Try it: Read the records below and copy each line that contains "statue".

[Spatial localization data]
###
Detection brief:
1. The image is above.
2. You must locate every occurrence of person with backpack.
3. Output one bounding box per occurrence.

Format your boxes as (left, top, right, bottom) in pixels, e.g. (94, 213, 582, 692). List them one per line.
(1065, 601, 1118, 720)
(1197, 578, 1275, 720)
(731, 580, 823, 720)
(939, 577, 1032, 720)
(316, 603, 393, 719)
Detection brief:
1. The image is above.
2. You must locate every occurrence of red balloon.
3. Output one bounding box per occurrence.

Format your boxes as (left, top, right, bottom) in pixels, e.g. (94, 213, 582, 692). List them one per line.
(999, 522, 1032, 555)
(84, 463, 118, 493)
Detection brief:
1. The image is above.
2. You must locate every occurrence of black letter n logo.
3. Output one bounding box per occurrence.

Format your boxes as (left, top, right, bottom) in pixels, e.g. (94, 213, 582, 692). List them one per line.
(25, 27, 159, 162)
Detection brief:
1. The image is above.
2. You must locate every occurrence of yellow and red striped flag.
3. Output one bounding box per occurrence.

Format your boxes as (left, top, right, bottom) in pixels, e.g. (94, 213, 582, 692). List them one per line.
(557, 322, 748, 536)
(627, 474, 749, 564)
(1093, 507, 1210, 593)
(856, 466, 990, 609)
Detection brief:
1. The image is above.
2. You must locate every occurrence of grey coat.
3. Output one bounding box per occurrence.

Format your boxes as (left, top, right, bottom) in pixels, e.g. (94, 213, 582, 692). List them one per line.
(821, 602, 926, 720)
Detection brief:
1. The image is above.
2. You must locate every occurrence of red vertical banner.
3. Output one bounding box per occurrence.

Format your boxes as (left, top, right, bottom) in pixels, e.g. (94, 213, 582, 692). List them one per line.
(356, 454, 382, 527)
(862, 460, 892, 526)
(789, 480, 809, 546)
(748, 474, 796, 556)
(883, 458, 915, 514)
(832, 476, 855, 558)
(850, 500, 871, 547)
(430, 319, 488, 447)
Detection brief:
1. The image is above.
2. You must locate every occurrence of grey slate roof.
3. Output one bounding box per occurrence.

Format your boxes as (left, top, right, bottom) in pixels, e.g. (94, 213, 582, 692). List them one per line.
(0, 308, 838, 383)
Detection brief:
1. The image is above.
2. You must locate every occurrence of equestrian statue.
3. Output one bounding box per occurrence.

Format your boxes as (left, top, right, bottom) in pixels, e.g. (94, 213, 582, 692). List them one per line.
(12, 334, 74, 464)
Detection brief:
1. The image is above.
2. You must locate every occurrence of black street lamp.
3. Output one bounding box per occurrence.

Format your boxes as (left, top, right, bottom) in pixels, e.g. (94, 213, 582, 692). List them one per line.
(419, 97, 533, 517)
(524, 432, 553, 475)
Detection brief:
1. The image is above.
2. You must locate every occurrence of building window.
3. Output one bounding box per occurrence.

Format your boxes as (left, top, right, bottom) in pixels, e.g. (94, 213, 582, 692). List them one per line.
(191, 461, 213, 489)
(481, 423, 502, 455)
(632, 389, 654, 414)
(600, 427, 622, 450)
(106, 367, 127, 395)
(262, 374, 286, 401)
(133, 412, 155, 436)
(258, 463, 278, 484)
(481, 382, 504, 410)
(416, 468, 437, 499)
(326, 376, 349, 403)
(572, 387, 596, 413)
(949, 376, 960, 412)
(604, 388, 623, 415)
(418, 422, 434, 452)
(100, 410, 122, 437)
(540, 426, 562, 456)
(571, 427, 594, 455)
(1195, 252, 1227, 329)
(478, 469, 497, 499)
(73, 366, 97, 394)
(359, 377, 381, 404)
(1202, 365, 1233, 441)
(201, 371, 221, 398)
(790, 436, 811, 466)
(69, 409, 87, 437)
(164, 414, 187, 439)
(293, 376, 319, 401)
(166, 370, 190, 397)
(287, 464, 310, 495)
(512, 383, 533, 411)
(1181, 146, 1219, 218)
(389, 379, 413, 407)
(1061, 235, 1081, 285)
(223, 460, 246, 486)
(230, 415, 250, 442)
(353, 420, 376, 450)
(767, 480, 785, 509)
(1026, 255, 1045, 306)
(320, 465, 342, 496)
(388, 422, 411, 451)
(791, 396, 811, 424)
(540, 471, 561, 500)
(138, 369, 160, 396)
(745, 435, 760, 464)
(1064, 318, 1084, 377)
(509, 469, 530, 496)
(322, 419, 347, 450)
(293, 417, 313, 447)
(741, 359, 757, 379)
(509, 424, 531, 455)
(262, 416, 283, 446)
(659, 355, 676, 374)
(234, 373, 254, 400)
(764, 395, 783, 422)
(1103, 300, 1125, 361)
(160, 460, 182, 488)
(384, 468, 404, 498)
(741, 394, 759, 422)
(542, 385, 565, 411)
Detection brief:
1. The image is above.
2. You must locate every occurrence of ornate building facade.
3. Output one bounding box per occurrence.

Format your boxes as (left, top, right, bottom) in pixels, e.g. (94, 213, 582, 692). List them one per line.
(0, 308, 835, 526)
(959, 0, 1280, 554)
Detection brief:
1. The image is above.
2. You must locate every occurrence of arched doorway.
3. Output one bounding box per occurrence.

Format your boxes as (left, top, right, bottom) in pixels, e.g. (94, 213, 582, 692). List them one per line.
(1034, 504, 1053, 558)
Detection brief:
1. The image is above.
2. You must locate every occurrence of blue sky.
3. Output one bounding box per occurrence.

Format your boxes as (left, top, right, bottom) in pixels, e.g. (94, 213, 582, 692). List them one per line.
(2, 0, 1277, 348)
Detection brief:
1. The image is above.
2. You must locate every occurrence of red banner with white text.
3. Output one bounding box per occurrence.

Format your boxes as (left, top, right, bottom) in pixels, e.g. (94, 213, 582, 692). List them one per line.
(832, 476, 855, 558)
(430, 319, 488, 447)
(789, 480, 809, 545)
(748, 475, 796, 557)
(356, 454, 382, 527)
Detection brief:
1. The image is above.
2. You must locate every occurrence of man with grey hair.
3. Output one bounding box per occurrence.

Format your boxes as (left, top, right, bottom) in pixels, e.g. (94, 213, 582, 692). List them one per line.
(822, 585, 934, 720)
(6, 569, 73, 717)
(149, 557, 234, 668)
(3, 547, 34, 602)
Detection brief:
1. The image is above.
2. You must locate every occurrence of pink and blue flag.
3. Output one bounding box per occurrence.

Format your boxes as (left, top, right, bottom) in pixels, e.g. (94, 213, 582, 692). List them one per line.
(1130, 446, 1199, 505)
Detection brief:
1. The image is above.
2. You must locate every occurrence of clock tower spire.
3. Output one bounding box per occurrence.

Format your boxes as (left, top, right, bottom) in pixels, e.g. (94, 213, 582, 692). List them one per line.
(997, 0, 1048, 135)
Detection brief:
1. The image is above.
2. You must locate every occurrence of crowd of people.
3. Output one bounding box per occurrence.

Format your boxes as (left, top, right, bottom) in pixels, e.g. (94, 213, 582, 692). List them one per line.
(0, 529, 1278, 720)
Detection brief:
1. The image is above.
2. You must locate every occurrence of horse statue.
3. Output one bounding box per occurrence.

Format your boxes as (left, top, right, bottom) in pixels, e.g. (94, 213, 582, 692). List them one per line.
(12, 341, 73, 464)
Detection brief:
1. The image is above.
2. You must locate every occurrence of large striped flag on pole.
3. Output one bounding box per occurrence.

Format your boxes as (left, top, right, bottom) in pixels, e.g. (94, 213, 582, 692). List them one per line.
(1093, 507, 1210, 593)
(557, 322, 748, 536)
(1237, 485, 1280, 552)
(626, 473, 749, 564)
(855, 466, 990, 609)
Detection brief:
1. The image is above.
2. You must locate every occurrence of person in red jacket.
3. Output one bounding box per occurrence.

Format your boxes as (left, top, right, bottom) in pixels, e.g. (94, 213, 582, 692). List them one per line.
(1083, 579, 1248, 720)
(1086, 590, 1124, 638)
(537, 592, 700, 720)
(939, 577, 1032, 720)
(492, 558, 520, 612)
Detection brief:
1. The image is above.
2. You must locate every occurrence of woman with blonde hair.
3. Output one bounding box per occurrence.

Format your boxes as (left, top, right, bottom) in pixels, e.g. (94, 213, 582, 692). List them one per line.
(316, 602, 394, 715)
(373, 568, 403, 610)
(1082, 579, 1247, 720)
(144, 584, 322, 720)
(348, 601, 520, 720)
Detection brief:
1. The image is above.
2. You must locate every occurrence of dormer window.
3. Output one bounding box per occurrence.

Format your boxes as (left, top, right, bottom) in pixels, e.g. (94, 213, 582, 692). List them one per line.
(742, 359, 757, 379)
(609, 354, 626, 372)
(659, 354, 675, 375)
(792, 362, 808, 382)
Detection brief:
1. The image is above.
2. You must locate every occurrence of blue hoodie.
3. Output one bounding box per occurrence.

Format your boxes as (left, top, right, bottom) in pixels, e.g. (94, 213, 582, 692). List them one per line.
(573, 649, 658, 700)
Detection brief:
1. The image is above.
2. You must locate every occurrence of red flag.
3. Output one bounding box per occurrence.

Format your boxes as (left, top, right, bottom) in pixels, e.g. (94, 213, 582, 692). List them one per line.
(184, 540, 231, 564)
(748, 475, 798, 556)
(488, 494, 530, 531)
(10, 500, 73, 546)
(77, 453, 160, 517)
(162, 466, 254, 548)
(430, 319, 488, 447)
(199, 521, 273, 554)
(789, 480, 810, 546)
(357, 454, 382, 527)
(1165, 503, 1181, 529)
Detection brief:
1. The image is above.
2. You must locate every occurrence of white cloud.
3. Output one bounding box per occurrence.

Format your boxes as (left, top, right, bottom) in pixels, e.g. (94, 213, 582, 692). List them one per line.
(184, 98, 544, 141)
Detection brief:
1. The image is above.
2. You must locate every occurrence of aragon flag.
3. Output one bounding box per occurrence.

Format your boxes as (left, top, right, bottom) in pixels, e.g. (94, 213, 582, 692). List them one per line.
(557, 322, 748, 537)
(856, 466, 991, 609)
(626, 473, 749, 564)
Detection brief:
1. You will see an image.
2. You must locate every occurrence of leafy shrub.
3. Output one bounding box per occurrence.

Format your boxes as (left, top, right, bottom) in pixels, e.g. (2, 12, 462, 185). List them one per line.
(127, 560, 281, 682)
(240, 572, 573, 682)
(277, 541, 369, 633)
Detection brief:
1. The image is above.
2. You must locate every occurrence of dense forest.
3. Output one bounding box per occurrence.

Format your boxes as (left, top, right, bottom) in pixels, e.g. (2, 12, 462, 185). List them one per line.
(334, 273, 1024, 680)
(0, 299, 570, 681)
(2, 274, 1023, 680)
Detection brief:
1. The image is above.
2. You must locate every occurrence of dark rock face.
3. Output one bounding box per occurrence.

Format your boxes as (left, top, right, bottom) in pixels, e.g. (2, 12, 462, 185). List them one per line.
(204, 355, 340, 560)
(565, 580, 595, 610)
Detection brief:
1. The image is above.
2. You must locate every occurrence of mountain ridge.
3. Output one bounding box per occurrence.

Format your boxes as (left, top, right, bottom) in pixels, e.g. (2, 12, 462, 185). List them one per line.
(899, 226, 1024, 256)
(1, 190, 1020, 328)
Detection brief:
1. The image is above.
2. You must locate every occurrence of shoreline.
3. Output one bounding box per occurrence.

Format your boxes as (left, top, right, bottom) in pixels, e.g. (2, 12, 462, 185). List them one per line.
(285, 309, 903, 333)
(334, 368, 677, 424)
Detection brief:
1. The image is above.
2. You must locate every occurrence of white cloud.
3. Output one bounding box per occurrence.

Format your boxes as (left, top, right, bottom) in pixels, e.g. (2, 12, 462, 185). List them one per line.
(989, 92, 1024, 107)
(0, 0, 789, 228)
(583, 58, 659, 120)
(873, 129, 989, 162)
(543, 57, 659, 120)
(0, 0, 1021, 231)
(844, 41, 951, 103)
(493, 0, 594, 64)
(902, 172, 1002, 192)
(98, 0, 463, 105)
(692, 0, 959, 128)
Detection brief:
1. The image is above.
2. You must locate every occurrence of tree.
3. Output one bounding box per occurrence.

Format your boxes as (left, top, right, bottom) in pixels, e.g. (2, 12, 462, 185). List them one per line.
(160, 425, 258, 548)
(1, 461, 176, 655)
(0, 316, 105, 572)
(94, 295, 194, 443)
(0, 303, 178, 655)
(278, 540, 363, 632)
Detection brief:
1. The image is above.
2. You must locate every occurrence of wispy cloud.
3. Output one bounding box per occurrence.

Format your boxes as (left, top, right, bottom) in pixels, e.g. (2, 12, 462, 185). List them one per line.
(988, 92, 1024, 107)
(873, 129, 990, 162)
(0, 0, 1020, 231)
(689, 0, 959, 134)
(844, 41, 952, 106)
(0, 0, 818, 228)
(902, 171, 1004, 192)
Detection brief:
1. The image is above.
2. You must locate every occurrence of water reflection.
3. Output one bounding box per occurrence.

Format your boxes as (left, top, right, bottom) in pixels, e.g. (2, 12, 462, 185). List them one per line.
###
Task result:
2. You must locate every occurrence of equestrian statue.
2. You must locate every occurrence of horse statue.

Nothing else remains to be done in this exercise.